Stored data
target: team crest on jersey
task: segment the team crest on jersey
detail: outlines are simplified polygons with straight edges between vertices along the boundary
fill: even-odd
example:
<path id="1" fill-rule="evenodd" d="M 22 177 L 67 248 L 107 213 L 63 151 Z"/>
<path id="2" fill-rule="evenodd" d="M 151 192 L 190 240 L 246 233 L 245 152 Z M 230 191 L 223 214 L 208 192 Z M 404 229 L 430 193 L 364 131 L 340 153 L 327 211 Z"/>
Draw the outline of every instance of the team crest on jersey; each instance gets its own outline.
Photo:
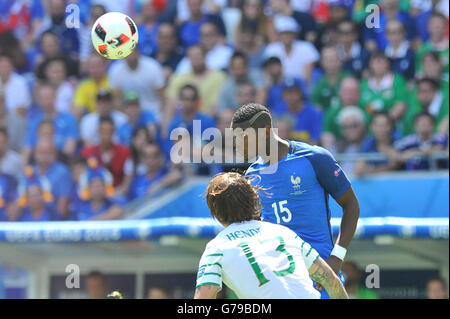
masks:
<path id="1" fill-rule="evenodd" d="M 200 278 L 205 273 L 205 267 L 202 267 L 198 270 L 197 278 Z"/>
<path id="2" fill-rule="evenodd" d="M 294 188 L 294 192 L 292 192 L 291 195 L 301 195 L 305 192 L 300 189 L 300 183 L 302 179 L 300 178 L 300 176 L 294 177 L 294 175 L 291 175 L 291 183 L 292 187 Z"/>

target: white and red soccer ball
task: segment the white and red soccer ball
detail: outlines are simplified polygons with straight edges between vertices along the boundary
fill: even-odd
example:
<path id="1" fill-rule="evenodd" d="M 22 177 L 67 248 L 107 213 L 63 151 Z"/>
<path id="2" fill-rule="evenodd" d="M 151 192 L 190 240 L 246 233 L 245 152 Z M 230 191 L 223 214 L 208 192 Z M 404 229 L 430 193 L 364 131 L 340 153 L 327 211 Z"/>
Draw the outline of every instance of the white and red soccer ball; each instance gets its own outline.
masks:
<path id="1" fill-rule="evenodd" d="M 91 31 L 95 50 L 105 58 L 123 59 L 138 43 L 138 29 L 134 21 L 120 12 L 109 12 L 95 21 Z"/>

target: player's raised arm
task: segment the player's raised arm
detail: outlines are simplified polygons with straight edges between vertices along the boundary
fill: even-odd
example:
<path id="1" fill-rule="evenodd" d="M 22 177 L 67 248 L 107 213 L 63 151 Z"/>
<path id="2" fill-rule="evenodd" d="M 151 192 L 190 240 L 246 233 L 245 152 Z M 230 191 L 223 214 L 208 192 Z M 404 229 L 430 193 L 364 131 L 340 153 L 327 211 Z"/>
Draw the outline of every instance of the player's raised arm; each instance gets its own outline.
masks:
<path id="1" fill-rule="evenodd" d="M 219 286 L 214 284 L 205 284 L 195 289 L 194 299 L 216 299 L 219 292 Z"/>
<path id="2" fill-rule="evenodd" d="M 325 288 L 331 299 L 348 299 L 342 282 L 322 258 L 317 257 L 311 265 L 309 276 Z"/>

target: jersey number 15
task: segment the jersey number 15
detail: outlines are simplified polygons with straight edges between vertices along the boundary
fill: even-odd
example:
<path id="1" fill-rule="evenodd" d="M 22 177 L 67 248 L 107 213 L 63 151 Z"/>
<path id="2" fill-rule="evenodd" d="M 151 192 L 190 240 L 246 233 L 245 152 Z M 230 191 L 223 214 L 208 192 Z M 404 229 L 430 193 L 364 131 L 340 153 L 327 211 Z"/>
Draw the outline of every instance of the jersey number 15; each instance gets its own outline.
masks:
<path id="1" fill-rule="evenodd" d="M 285 205 L 287 205 L 287 200 L 282 200 L 279 202 L 275 202 L 272 204 L 274 213 L 275 213 L 275 217 L 277 218 L 277 224 L 279 224 L 281 222 L 280 220 L 280 213 L 285 213 L 285 216 L 281 216 L 281 219 L 283 220 L 283 222 L 285 223 L 289 223 L 292 219 L 292 213 L 289 210 L 289 208 L 287 208 Z M 278 207 L 280 209 L 278 209 Z"/>

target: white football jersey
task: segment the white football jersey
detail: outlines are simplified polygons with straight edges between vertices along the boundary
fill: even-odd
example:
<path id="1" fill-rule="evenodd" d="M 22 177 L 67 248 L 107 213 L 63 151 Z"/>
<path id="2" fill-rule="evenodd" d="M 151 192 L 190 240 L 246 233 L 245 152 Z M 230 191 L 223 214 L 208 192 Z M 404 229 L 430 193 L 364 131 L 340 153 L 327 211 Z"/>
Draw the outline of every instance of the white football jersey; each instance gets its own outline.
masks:
<path id="1" fill-rule="evenodd" d="M 205 248 L 197 287 L 222 288 L 240 299 L 318 299 L 308 270 L 319 254 L 289 228 L 263 221 L 234 223 Z"/>

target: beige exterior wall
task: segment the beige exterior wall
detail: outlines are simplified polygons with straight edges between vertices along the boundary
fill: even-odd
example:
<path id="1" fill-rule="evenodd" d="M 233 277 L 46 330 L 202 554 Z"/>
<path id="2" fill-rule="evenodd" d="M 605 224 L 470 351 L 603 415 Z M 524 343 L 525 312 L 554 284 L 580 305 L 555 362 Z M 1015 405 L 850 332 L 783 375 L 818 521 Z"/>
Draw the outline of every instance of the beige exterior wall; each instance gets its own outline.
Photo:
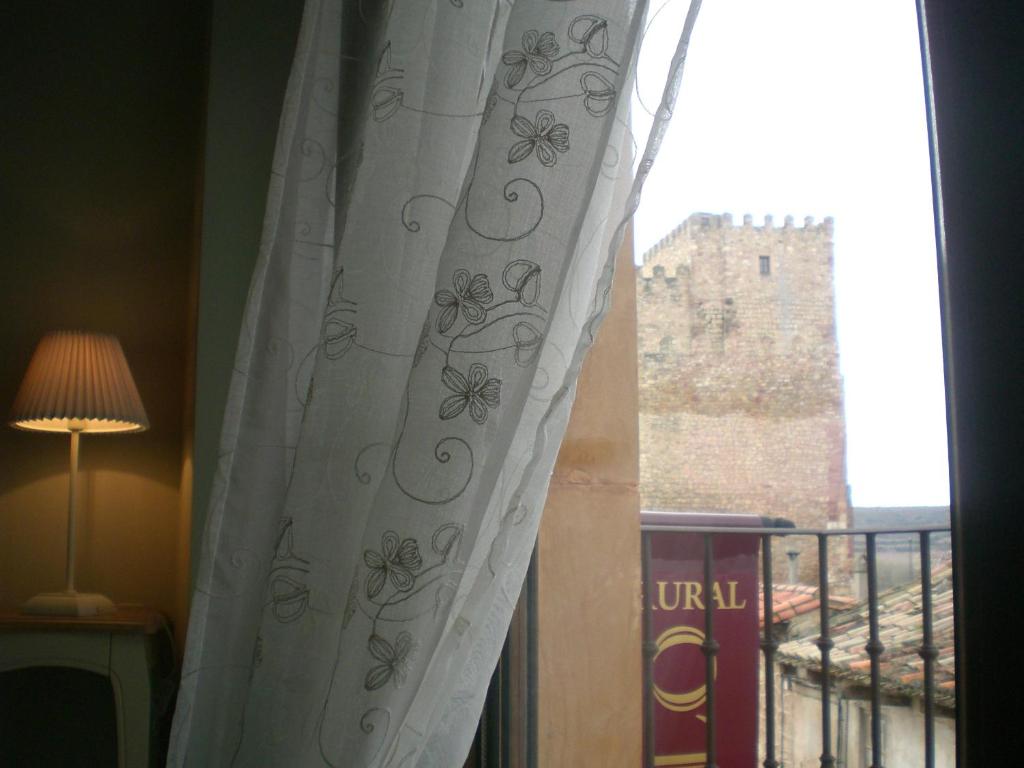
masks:
<path id="1" fill-rule="evenodd" d="M 643 507 L 846 527 L 831 220 L 694 214 L 636 275 Z"/>
<path id="2" fill-rule="evenodd" d="M 780 680 L 776 676 L 776 680 Z M 821 691 L 809 680 L 794 679 L 788 690 L 777 688 L 782 710 L 776 720 L 776 759 L 792 768 L 818 768 L 821 764 Z M 832 696 L 832 753 L 846 768 L 869 768 L 871 761 L 871 704 L 864 698 Z M 953 768 L 955 720 L 939 710 L 935 718 L 935 766 Z M 882 705 L 882 759 L 879 765 L 902 768 L 924 765 L 924 714 L 920 702 L 889 701 Z"/>
<path id="3" fill-rule="evenodd" d="M 538 542 L 541 768 L 636 766 L 643 734 L 632 238 L 580 375 Z"/>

Task to complete
Every word of the data should be reproduced exactly; please omit any pictures.

Worked solution
target: team crest on jersey
task: segment the team crest on jersey
detail: outlines are simplified polygons with straight edges between vertices along the boundary
fill: even-odd
example:
<path id="1" fill-rule="evenodd" d="M 22 177 L 67 248 L 107 213 L 63 151 Z"/>
<path id="2" fill-rule="evenodd" d="M 151 192 L 190 240 L 246 233 L 245 152 Z M 230 191 L 223 214 L 208 192 Z M 404 229 L 430 193 L 364 131 L 340 153 L 327 211 Z"/>
Draw the outline of every instance of the team crest on jersey; each instance gets its own outline.
Photo:
masks:
<path id="1" fill-rule="evenodd" d="M 200 278 L 205 273 L 205 267 L 202 267 L 198 270 L 197 278 Z"/>
<path id="2" fill-rule="evenodd" d="M 294 188 L 294 192 L 292 192 L 291 195 L 301 195 L 305 192 L 300 189 L 300 183 L 302 179 L 300 178 L 300 176 L 294 177 L 294 175 L 291 175 L 291 183 L 292 187 Z"/>

target: white and red soccer ball
task: segment the white and red soccer ball
detail: outlines are simplified polygons with straight edges between vertices along the boundary
fill: even-odd
example:
<path id="1" fill-rule="evenodd" d="M 22 177 L 67 248 L 107 213 L 63 151 Z"/>
<path id="2" fill-rule="evenodd" d="M 151 192 L 190 240 L 246 233 L 245 152 Z M 230 191 L 223 214 L 208 192 Z M 404 229 L 430 193 L 364 131 L 340 153 L 327 211 Z"/>
Draw the outline of every instance of the white and red soccer ball; each instance gets its own outline.
masks:
<path id="1" fill-rule="evenodd" d="M 91 31 L 95 50 L 105 58 L 123 59 L 138 43 L 138 29 L 134 21 L 120 12 L 109 12 L 95 21 Z"/>

target: player's raised arm
task: segment the player's raised arm
detail: outlines are simplified polygons with straight edges between vertices along the boundary
fill: even-odd
example:
<path id="1" fill-rule="evenodd" d="M 22 177 L 67 248 L 107 213 L 63 151 Z"/>
<path id="2" fill-rule="evenodd" d="M 151 192 L 190 240 L 246 233 L 245 152 Z M 230 191 L 223 214 L 208 192 Z M 404 229 L 430 193 L 364 131 L 340 153 L 327 211 Z"/>
Draw the outline of every instance of the player's raised arm; each instance gets its own outline.
masks:
<path id="1" fill-rule="evenodd" d="M 219 286 L 214 284 L 205 284 L 195 289 L 194 299 L 216 299 L 219 292 Z"/>
<path id="2" fill-rule="evenodd" d="M 325 288 L 331 299 L 348 299 L 342 282 L 322 258 L 317 257 L 311 265 L 309 276 Z"/>

target: jersey number 15
task: segment the jersey number 15
detail: outlines are simplified polygons with straight edges between vertices along the boundary
fill: even-odd
example:
<path id="1" fill-rule="evenodd" d="M 22 177 L 67 248 L 107 213 L 63 151 Z"/>
<path id="2" fill-rule="evenodd" d="M 151 192 L 190 240 L 246 233 L 245 152 Z M 230 191 L 223 214 L 208 192 Z M 404 229 L 430 193 L 364 131 L 340 153 L 327 211 Z"/>
Draw the outline of every instance of the jersey number 15; each instance gets its own outline.
masks:
<path id="1" fill-rule="evenodd" d="M 285 205 L 287 205 L 287 200 L 282 200 L 279 202 L 275 202 L 272 204 L 274 213 L 275 213 L 275 217 L 277 218 L 277 224 L 279 224 L 281 222 L 280 220 L 280 213 L 285 213 L 285 216 L 281 216 L 281 219 L 283 220 L 283 222 L 285 223 L 289 223 L 292 219 L 292 213 L 289 210 L 289 208 L 287 208 Z M 278 207 L 280 209 L 278 209 Z"/>

target: white football jersey
task: segment the white football jersey
detail: outlines are simplified polygons with straight edges between vertices along the boundary
fill: even-odd
example:
<path id="1" fill-rule="evenodd" d="M 22 177 L 67 248 L 107 213 L 63 151 Z"/>
<path id="2" fill-rule="evenodd" d="M 151 192 L 190 240 L 246 233 L 245 152 Z M 230 191 L 223 214 L 208 192 Z M 404 229 L 430 193 L 364 131 L 340 153 L 327 211 Z"/>
Draw the outline of every instance of the white football jersey; each instance gets its own outline.
masks:
<path id="1" fill-rule="evenodd" d="M 205 248 L 197 287 L 222 288 L 240 299 L 318 299 L 308 270 L 319 254 L 289 228 L 263 221 L 234 223 Z"/>

target: beige exterior wall
task: segment the beige exterior wall
detail: outlines are simplified polygons with straight edges between vertices along the boundary
fill: even-odd
example:
<path id="1" fill-rule="evenodd" d="M 233 277 L 46 330 L 202 554 Z"/>
<path id="2" fill-rule="evenodd" d="M 605 224 L 470 351 L 603 415 Z M 524 343 L 525 312 L 554 284 L 580 305 L 555 362 Z M 1015 405 L 850 332 L 783 375 L 818 521 Z"/>
Draw the outline of every instance of the beige exterior wall; each instance gets its own outline.
Photo:
masks:
<path id="1" fill-rule="evenodd" d="M 643 507 L 846 527 L 831 220 L 694 214 L 636 275 Z"/>
<path id="2" fill-rule="evenodd" d="M 780 680 L 776 676 L 776 680 Z M 821 691 L 809 680 L 794 679 L 788 690 L 777 688 L 782 710 L 776 720 L 776 759 L 792 768 L 818 768 L 821 764 Z M 832 696 L 832 753 L 846 768 L 869 768 L 871 761 L 871 704 L 864 698 Z M 953 768 L 955 720 L 939 710 L 935 718 L 935 766 Z M 882 705 L 882 759 L 879 765 L 902 768 L 924 765 L 924 714 L 920 702 L 889 701 Z"/>
<path id="3" fill-rule="evenodd" d="M 538 542 L 541 768 L 636 766 L 643 734 L 632 238 L 580 375 Z"/>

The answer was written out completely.